- WORK INSTRUCTIONS -
Gather every line of the material below that contains the string "bracelet" and copy each such line in full, matching case exactly.

- GIVEN ENTRIES -
_____

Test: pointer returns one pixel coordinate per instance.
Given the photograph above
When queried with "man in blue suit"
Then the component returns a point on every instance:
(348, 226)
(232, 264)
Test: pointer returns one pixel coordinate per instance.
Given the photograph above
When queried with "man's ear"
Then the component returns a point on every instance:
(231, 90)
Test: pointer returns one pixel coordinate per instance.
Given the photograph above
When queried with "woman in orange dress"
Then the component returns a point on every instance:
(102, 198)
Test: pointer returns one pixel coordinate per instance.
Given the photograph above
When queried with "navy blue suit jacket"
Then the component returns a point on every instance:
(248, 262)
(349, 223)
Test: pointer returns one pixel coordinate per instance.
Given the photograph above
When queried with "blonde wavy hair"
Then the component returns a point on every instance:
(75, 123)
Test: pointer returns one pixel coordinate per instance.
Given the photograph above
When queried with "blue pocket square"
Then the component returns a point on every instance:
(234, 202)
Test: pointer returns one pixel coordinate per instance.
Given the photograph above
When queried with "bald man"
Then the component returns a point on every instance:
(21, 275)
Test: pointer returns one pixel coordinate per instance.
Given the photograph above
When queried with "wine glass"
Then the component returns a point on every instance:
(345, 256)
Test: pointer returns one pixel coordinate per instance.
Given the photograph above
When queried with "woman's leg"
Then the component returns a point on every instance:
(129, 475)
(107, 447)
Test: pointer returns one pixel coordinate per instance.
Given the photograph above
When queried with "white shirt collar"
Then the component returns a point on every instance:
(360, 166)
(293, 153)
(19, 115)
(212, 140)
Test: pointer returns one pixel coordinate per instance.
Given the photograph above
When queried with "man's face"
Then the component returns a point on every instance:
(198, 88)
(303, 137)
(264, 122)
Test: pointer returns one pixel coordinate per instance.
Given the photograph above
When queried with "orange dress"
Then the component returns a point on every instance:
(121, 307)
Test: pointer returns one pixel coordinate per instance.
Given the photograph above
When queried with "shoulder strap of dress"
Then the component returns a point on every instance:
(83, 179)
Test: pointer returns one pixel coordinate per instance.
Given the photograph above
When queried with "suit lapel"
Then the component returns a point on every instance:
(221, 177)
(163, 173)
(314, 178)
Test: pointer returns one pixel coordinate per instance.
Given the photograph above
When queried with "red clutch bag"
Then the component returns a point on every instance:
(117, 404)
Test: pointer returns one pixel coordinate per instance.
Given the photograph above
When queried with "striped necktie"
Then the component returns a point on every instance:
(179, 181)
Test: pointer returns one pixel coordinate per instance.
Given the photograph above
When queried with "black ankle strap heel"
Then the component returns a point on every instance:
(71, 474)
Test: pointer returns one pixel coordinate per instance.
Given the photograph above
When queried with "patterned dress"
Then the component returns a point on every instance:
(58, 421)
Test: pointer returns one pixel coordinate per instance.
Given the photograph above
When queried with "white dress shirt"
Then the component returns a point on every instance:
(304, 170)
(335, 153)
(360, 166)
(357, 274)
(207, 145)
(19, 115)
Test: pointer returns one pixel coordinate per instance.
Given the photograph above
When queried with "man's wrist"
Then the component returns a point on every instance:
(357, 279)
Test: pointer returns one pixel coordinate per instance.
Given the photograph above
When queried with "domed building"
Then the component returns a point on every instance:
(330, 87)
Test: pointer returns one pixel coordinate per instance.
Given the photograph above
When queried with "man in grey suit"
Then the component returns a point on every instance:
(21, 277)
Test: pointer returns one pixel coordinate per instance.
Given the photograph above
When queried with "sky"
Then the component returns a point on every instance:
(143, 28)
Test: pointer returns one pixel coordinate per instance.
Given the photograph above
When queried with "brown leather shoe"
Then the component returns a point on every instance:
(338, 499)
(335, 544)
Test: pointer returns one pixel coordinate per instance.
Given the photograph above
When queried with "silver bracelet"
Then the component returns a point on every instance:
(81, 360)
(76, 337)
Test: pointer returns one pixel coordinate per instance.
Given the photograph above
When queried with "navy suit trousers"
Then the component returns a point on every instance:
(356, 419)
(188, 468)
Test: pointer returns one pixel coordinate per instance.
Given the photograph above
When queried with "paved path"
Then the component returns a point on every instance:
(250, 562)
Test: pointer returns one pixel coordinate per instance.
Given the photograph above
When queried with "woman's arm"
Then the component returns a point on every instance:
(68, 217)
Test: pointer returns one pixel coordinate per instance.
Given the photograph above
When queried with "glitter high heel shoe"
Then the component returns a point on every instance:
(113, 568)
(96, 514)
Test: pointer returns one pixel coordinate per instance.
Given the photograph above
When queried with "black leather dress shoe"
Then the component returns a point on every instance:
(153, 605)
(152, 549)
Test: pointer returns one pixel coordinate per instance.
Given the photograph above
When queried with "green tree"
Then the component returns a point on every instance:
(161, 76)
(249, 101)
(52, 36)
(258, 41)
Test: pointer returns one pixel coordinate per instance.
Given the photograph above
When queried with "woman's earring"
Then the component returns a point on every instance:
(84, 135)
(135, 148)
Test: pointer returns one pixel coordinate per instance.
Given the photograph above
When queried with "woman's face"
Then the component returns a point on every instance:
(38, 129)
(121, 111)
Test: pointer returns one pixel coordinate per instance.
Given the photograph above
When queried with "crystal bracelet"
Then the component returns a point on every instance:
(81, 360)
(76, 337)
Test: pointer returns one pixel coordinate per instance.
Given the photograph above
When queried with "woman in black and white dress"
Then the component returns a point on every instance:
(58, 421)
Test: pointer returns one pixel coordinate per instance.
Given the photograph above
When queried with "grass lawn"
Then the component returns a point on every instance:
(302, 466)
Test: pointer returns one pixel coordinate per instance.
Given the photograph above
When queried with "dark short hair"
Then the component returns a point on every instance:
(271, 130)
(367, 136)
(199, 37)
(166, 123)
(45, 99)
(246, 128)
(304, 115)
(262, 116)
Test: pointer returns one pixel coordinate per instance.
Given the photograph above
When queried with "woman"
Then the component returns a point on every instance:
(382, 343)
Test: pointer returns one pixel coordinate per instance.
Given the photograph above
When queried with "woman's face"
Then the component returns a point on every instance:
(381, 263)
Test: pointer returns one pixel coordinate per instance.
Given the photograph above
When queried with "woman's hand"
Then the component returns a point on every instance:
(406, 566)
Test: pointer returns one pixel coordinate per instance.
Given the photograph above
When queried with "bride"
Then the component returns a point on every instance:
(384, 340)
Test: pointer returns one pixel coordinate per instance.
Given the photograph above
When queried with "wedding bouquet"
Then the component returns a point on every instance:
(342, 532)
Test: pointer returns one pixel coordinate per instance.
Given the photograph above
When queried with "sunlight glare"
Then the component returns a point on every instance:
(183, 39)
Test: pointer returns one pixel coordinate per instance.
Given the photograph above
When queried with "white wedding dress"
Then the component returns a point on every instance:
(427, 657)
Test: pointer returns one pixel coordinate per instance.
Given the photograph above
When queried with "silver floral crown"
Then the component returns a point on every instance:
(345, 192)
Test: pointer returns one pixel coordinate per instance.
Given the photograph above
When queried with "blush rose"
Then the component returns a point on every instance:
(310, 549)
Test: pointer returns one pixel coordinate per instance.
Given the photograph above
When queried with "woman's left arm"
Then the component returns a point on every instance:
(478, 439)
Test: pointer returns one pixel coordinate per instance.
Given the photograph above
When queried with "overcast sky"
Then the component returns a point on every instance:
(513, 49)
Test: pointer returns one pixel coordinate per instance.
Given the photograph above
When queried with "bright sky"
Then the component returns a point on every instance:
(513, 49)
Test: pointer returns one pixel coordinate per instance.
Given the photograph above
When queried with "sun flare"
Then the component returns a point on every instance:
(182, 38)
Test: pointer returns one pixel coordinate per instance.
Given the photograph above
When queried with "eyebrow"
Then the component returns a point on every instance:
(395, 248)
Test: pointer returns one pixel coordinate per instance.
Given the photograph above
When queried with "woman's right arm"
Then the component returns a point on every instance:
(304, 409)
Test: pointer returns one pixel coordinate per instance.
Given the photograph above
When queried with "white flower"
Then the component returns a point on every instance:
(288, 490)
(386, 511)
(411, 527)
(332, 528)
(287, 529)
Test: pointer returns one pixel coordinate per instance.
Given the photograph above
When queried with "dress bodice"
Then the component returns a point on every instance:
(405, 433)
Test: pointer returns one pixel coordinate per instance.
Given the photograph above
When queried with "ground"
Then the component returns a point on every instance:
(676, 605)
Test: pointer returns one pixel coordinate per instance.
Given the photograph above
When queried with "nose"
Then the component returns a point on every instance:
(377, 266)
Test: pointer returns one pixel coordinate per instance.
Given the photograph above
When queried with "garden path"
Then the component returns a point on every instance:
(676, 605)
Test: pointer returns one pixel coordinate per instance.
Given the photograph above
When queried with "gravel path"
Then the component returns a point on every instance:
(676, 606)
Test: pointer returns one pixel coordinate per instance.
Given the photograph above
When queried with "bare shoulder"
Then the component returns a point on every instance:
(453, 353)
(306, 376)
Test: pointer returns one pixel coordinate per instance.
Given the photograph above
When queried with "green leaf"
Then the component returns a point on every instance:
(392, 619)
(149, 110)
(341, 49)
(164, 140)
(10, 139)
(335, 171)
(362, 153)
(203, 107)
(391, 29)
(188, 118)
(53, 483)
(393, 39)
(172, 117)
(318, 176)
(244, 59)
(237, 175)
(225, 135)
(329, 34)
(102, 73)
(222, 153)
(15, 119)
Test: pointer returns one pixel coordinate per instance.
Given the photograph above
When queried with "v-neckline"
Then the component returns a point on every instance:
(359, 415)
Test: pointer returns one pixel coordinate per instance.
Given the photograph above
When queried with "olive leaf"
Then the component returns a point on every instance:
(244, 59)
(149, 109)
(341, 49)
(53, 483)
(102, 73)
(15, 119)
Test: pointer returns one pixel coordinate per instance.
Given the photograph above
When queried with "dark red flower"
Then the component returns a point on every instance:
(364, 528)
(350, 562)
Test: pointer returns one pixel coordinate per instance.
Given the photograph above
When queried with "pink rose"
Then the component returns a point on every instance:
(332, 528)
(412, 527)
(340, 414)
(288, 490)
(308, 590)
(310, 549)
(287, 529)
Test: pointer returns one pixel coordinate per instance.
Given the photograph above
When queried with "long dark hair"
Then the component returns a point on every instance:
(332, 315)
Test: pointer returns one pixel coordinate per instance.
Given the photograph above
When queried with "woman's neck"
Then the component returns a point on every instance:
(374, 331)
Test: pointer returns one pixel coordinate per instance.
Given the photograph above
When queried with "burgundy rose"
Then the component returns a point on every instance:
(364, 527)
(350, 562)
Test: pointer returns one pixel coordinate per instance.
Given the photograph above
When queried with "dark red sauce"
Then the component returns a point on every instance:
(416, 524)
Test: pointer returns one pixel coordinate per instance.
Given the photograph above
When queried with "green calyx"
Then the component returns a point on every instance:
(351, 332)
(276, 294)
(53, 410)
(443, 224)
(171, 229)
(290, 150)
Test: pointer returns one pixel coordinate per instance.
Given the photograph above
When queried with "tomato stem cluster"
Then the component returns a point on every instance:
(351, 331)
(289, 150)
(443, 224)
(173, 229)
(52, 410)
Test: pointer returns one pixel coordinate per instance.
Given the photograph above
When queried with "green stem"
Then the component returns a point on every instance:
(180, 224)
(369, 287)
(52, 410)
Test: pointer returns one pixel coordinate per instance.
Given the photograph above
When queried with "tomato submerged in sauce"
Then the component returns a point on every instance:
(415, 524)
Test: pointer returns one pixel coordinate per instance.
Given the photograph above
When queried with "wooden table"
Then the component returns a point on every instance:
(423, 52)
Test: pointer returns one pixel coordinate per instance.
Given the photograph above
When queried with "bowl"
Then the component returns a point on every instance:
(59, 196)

_____

- SOLUTION -
When queried with "silver bracelet"
When queried with "crystal bracelet"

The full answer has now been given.